Se vi è venuto in mente il wrestling, avete pensato bene: per la sceneggiata di cui sopra oltre che al solito Little Richard (che di suo aveva preso spunto dalla predicazione gospel più sfrenata) il nostro eroe si ispirava a un professionista di quel non-sport, la più sgargiante delle stelle dell’epoca, Gorgeous George. Se vi stupisce che un pezzo in origine molto passatista – dice Brown (Geoff) che persino Brown (James) inizialmente aveva dubbi sul suo valore – sia divenuto uno dei momenti chiave degli spettacoli di un rivoluzionario della musica, per intuire perché non dovete che dare un’occhiata ai titoli di coda di Blues Brothers 2000. O recuperare un DVD del “T.A.M.I. Show”. O se no fidarvi di chi c’era e lavorare di immaginazione, visto che figura sì in quasi tutti gli innumerevoli album live di un uomo la cui leggenda è fondata in gran parte proprio sulle performance dal vivo, ma in versioni sfortunatamente appena più lunghe (o talvolta persino più brevi) di quella in studio. Un delitto. In ogni caso: non subito, ma nell’arco di quattro anni, quelli durante i quali James Brown pubblicò un singolo via l’altro replicando un’unica volta il successo del primo, il pezzo veniva promosso da esecuzione obbligata, per concedere alla platea una di quelle sole due o tre canzoni che non si potevano non suonare, a sensazionale maratona che quella hit trascendeva. Trascendendo così pure la valutazione spietatamente negativa che Syd Nathan ne aveva dato. Con più di qualche buona ragione.

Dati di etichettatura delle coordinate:
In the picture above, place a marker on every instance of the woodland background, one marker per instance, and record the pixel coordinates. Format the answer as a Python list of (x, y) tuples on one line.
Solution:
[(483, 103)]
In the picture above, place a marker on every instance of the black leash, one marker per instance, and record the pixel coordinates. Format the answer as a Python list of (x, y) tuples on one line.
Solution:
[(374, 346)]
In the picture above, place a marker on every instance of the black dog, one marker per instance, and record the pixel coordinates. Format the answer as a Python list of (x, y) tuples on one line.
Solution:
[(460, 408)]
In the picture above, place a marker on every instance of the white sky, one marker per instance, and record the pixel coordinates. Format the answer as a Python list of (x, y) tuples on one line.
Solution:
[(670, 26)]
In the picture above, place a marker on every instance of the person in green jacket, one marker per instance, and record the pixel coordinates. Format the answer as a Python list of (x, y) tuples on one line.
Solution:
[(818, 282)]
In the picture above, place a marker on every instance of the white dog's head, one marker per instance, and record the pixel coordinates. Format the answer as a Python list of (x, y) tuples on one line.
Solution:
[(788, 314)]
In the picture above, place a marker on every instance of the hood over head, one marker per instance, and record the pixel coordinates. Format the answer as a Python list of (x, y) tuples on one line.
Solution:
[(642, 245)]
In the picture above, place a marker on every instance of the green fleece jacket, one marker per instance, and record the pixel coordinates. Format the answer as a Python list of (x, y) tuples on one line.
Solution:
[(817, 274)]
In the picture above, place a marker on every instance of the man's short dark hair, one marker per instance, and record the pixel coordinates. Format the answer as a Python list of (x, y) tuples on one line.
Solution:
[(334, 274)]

* **Consegne**:
A. Rispondi alle seguenti domande sul testo su James Brown, ciascuna su una riga.
(i) A quale professionista del wrestling si ispirava il protagonista per la sua sceneggiata?
(ii) Secondo Geoff Brown, chi inizialmente aveva dubbi sul valore del pezzo?
(iii) Chi aveva dato del pezzo una valutazione spietatamente negativa?
B. Prosegui il testo su James Brown dopo la sua ultima frase, con un paragrafo nello stesso tono.

* **Risultati**:
A.
(i) Gorgeous George.
(ii) James Brown.
(iii) Syd Nathan.

B.
Venuto al mondo da una famiglia ebrea a Cincinnati nel 1904, Nathan in gioventù era stato batterista, ma non sufficientemente bravo da potere fare di quella passione un lavoro. Dopo essere stato agente immobiliare, impiegato in non ben specificate mansioni in un luna park, commesso in un banco di pegni e in una gioielleria, dopo avere messo su a metà anni ’30 un negozio di radio e fonografi in società con una sorella e il cognato, raggiungeva un fratello in Florida per dare vita con lui a un laboratorio fotografico. All’inizio del decennio seguente tornava però a Cincinnati e apriva il Syd’s Record Shop, entrando così dalla porta di servizio nel mondo della discografia. Passo seguente, nel 1943, era inaugurare la King Records. Scampata a un fallimento in culla grazie al soccorso economico parentale, e seguendo una traiettoria che la Stax replicherà, un’etichetta nata con l’idea di puntare il mercato country si allargava allora a quello dei cosiddetti race records. Insoddisfatto della qualità di stampa dei primi dischi, ordinati a una fabbrica del Kentucky, il nostro uomo già nel 1944 ne apriva una sua e cominciava a pressarli in proprio, con una velocizzazione dei tempi e un’ottimizzazione dei costi che naturalmente avranno un peso nel successo crescente dell’impresa. Più di tutto contava però l’eccezionale intuito da talent scout. Impressionante un’anche parziale lista dei nomi che scopriva o cui dava una seconda o terza possibilità: Wynonie Harris, Roy Brown, Lonnie Johnson, John Lee Hooker, Freddie King, Champion Jack Dupree, Little Esther Phillips, i Dominoes, Big Maybelle, i Five Kings, i Five Royales, Hank Ballard e Little Willie John in un ambito di musica nera, mentre per quanto riguarda un mercato hillbilly tutt’altro che abbandonato si possono segnalare almeno i Delmore e gli Stanley Brothers, Moon Mullican e Grandpa Jones. Imprenditore astuto, Syd Nathan prendeva inoltre a far registrare brani di repertorio country agli artisti neri e di blues e rhyhtm’n’blues ai bianchi, pure in questo straordinariamente in anticipo sui tempi. Per quanto vada sottolineato che non di preveggente visione utopica si trattava, bensì di un mero e riuscito calcolo commerciale volto a massimizzare gli introiti per le sue società di edizioni musicali. E che gli vuoi dire a uno così?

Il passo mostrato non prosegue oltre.